Pour en revenir avec Go Nagai et son œuvre, il ne faut pas oublier qu'on a récupéré quelque chose qui a été mis en place en 1975 au Japon et diffusé 1978 en France. Il faut savoir que c'est avant Star Wars, le film qui a changé la façon de voir la SF et de la représenter. Quelque part, Goldorak c'est un héritage de Star Trek et de la SF des 50's avec les soucoupes volantes etc. Goldorak ressemble plus à une Cadillac qu'à un mecha des 90's car il est tout coloré et ultra brillant (rires). Le but du jeu pour nous c'était de faire franchir ce cap des années à Goldorak, aux personnages et même à une partie de l'histoire très ancrée dans les 70's (le message écologique, le pacifisme, …). Il fallait donc qu'on retranspose tout ça en 2020. Ça a été la tâche la plus difficile car il a fallu respecter cet esprit très fort du Goldorak de 1975, ses designs, ses personnages et leurs costumes tout en rendant tout ça crédible en 2020. Ça a été d'autant plus difficile car entre temps il y a eu Star Wars, Evangelion, The Avengers et bien d'autres œuvres qui ont profondément bouleversé notre culture visuelle de la SF. Il a donc fallu énormément travailler sur les designs et les couleurs, notamment. À ce titre, le travail de Yoann Guillo est formidable. Il a su utiliser les couleurs flashy des années 70's (rouge, bleu, jeune, rose…) pour les remettre au goût du jour en 2020 avec beaucoup d'aplomb. Ainsi, il est arrivé à rendre crédible et naturel des soucoupes volantes vertes et roses… c'est dire ! (rires) De ce fait, cette œuvre est à mi-chemin entre aujourd'hui et nos souvenir d'enfance…


Et il mesure combien, Goldorak ?
Alexis Sentenac : Trente mètres de haut.
Brice Cossu : Trente ou trente-cinq mètres…
Denis Bajram : On y a réfléchi au départ… et on s'est dit qu'il était très grand dans nos souvenirs. Selon les scènes, on est monté jusqu'à cinquante mètres ! Mais bon, dans le dessin animé ce n'est pas clair non plus. Si on s'y fie, il fait entre dix et cent cinquante mètres ! (rires)


Comment Go Nagai a réagi à vos dessins et croquis préparatoires, lui qui a son propre style ? Il vous a aidé ou aiguillé ?
Alexis Sentenac : En fait, au Japon tout est assez centralisé, très solennel. On a eu juste des retours très laconiques, comme des « ok ». On a fait valider chaque étape (storyboard, encrage, crayonné, couleurs, …) et on a toujours eu le feu vert pour tout. Il y a eu juste un moment où on a intégré dans le storyboard une image du dessin animé qui a été refusée. C'est le seul moment où on a eu un problème, mais il a été vite réglé.
Xavier Dorison : Ça prouve qu'il regardait tous les détails !


Vous n'aviez pas le droit de reprendre les designs d'origine ?!

Matériel fourni:
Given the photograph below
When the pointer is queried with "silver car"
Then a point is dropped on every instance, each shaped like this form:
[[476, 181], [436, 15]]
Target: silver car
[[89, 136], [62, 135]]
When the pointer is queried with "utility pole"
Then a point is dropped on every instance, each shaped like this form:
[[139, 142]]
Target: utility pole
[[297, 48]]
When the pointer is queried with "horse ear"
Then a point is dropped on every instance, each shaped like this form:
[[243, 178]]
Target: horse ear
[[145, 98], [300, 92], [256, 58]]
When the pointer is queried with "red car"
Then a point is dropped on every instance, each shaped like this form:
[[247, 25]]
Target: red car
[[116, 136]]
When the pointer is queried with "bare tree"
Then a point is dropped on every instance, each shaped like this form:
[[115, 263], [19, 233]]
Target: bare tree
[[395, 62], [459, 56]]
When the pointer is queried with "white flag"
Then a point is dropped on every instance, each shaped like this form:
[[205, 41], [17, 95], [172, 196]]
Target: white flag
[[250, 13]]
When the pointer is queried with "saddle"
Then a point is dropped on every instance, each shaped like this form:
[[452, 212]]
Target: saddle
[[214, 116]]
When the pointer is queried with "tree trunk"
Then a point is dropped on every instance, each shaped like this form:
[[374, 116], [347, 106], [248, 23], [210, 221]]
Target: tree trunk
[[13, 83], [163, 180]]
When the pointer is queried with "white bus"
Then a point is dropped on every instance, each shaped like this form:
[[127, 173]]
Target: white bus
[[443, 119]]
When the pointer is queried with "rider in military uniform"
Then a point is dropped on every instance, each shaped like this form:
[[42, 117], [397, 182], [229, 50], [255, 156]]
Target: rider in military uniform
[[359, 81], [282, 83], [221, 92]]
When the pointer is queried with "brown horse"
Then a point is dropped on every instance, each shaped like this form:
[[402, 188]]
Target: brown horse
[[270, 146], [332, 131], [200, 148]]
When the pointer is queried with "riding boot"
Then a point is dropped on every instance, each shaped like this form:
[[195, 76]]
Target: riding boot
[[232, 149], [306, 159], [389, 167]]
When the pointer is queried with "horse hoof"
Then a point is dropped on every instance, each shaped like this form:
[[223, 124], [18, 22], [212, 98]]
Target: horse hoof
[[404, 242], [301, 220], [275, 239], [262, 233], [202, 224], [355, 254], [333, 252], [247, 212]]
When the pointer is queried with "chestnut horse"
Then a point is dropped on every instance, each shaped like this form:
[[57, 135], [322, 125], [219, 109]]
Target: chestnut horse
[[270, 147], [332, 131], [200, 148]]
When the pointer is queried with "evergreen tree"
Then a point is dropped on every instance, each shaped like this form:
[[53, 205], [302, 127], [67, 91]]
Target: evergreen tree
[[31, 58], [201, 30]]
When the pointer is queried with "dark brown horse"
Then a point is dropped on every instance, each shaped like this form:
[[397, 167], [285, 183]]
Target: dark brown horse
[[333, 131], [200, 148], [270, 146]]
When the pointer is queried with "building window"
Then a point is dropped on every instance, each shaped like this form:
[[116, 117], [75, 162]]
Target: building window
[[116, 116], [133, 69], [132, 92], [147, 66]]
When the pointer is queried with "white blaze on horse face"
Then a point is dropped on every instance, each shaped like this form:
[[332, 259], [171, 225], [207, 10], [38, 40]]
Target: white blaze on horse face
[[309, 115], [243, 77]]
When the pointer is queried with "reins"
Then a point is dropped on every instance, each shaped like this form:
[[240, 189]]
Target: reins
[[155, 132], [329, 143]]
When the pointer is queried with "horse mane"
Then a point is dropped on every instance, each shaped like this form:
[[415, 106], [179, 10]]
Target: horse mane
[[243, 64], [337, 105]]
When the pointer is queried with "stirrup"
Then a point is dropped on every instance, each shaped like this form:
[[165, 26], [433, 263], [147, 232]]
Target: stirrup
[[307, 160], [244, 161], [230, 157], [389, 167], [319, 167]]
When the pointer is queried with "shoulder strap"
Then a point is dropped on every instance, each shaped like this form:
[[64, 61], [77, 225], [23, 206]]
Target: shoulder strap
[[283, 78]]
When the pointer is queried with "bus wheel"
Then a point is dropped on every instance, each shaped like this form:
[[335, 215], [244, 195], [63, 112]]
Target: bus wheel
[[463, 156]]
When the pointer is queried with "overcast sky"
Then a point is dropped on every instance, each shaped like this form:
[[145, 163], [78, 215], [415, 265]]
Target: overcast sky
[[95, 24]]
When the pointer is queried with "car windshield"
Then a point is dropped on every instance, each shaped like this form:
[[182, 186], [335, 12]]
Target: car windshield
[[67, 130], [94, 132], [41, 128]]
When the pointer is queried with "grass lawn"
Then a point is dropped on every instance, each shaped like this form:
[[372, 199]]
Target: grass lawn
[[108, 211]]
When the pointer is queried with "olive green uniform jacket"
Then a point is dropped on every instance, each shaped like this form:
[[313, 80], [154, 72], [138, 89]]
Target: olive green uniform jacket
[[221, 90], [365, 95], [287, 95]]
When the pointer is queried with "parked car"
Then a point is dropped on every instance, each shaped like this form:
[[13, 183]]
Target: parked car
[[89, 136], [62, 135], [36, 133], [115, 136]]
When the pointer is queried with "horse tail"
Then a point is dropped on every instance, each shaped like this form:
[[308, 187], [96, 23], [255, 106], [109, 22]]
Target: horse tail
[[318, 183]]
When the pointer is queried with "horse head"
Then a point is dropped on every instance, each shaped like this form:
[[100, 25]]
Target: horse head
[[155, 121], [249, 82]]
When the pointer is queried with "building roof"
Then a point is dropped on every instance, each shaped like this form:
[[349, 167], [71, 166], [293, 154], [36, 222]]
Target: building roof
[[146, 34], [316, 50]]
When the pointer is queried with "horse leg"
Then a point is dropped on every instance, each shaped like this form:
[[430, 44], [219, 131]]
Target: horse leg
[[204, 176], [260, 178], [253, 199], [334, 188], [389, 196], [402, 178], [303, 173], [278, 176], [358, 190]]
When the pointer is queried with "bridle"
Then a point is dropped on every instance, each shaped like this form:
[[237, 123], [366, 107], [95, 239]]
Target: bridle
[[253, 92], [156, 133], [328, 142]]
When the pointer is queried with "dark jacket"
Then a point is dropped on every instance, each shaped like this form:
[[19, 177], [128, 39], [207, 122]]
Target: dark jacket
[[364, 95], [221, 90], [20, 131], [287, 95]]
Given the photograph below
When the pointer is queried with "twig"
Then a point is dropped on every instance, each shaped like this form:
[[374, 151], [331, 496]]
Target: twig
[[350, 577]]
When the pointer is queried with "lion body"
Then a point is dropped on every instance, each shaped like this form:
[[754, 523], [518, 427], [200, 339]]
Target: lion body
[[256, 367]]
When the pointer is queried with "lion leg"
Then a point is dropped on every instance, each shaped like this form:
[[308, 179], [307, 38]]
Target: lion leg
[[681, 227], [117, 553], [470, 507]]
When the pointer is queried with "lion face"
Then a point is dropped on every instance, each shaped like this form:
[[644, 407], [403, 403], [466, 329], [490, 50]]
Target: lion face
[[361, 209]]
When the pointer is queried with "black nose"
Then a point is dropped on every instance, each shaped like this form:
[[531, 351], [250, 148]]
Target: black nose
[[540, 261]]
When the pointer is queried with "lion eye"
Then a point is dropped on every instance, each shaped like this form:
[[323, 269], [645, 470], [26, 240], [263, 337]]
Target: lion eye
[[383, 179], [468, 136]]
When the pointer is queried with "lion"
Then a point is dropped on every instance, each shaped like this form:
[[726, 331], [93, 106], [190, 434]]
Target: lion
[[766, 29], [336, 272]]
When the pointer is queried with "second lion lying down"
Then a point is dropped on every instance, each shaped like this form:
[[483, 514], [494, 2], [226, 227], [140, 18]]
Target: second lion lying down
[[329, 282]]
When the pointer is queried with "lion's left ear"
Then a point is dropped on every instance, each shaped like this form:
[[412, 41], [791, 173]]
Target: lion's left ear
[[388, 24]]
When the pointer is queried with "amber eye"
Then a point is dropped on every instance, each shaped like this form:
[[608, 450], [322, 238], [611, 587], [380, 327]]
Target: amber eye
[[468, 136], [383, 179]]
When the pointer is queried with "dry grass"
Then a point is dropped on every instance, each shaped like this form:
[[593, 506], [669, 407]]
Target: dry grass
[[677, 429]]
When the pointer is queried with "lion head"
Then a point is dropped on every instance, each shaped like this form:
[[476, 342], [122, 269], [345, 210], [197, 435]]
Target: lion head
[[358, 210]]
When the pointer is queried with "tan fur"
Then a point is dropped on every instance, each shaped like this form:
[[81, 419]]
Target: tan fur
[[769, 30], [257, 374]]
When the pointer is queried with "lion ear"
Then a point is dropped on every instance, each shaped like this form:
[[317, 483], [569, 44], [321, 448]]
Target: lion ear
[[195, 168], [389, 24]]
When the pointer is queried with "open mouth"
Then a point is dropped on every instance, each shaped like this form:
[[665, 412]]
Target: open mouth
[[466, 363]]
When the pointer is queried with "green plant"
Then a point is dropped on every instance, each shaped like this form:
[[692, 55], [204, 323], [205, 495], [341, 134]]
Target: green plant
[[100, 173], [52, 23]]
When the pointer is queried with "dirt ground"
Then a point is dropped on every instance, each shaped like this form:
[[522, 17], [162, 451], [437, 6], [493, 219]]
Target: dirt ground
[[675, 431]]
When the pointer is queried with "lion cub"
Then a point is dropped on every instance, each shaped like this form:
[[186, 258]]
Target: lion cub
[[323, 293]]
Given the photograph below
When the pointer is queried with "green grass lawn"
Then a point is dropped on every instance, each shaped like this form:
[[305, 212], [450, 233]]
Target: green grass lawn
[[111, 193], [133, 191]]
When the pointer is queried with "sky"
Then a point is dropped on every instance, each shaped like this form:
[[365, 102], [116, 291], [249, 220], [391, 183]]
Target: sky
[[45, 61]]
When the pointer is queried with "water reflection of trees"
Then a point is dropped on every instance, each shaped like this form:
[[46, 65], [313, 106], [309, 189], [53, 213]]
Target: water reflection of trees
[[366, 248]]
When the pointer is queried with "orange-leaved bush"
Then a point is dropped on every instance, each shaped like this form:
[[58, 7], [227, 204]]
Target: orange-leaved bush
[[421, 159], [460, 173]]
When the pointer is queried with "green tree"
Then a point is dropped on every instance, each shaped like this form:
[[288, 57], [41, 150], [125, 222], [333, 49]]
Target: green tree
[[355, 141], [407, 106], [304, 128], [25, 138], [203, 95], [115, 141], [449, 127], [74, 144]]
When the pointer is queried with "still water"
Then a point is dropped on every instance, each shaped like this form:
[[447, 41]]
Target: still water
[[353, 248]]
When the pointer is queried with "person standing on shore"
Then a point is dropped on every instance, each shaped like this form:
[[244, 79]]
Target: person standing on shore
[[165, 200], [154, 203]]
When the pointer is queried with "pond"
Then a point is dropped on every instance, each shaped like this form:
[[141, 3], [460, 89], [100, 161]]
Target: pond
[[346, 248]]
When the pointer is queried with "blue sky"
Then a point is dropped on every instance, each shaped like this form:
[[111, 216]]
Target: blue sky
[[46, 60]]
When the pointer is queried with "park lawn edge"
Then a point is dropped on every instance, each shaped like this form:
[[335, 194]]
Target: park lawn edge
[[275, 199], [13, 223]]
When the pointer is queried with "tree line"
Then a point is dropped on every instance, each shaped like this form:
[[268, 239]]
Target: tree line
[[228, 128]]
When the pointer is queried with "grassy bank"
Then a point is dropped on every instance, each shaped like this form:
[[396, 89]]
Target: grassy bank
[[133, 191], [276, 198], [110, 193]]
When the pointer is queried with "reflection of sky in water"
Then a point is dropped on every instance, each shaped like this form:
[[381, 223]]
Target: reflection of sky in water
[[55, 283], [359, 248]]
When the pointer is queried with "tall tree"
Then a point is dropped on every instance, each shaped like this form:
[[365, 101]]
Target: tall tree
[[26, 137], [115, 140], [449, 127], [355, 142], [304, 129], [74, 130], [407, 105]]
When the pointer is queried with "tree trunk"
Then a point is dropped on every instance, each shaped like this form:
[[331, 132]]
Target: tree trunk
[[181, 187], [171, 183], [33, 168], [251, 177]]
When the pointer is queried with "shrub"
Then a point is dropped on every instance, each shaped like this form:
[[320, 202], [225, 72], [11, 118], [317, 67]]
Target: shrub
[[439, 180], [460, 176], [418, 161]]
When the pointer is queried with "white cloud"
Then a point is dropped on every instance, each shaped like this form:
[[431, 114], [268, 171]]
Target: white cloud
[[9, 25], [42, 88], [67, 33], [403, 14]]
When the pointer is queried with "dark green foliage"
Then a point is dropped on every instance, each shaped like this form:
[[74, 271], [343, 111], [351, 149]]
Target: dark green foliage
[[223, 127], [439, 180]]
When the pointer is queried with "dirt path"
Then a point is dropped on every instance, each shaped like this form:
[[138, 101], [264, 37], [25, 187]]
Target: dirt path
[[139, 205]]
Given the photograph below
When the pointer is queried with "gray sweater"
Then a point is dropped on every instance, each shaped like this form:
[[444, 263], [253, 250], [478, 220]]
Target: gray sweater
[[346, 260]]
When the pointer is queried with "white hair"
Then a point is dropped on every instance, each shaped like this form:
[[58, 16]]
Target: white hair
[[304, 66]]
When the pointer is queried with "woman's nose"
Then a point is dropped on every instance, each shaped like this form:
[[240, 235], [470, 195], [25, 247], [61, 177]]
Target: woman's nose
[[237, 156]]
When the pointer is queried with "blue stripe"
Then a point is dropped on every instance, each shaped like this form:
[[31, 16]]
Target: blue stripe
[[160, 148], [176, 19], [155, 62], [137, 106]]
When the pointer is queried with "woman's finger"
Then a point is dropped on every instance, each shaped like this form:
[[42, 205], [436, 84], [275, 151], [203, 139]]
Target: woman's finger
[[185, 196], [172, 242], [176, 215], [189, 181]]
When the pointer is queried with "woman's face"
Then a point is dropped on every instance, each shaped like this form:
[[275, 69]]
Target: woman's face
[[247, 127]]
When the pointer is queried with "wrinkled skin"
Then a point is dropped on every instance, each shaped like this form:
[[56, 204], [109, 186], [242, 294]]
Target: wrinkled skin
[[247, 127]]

Consignes de travail:
a) Recopiez fidèlement le passage de l'extrait sur Goldorak qui va de « Alexis Sentenac : En » jusqu'à « designs d'origine ?! ».
b) Répondez aux questions suivantes à l'aide de l'extrait sur Goldorak.
(i) En quelle année Goldorak a-t-il été diffusé en France ?
(ii) Quelle hauteur Alexis Sentenac attribue-t-il à Goldorak ?
(iii) Quel élément intégré au storyboard a été refusé lors de la validation ?

Corrigé des exercices:
a)
Alexis Sentenac : En fait, au Japon tout est assez centralisé, très solennel. On a eu juste des retours très laconiques, comme des « ok ». On a fait valider chaque étape (storyboard, encrage, crayonné, couleurs, …) et on a toujours eu le feu vert pour tout. Il y a eu juste un moment où on a intégré dans le storyboard une image du dessin animé qui a été refusée. C'est le seul moment où on a eu un problème, mais il a été vite réglé.
Xavier Dorison : Ça prouve qu'il regardait tous les détails !


Vous n'aviez pas le droit de reprendre les designs d'origine ?!

b)
(i) En 1978.
(ii) Trente mètres de haut.
(iii) Une image du dessin animé.